» WHAT YOU NEED TO DO
All of the data must be output exactly, with every picture left out.

» SOURCE MATERIAL
#####

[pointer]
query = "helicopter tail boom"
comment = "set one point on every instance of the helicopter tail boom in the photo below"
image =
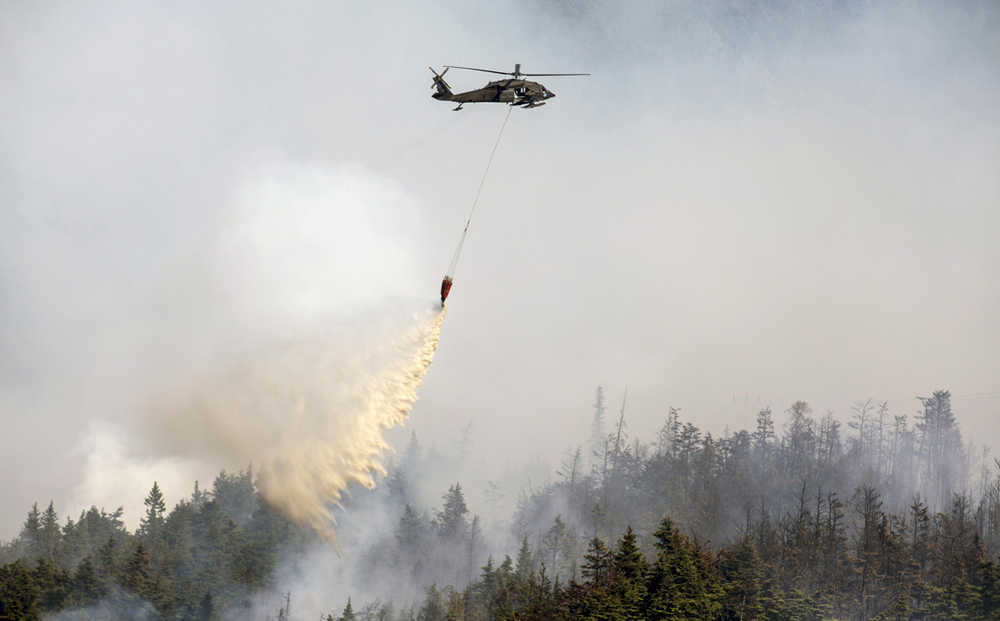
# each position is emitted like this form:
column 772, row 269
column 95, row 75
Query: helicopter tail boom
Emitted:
column 443, row 90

#####

» EXERCISE ANSWER
[pointer]
query = "helicopter tail boom"
comment = "set one point on every instance of the helicopter tail boom in the photo below"
image =
# each position is emitted like this form:
column 772, row 269
column 95, row 75
Query: helicopter tail boom
Emitted:
column 443, row 90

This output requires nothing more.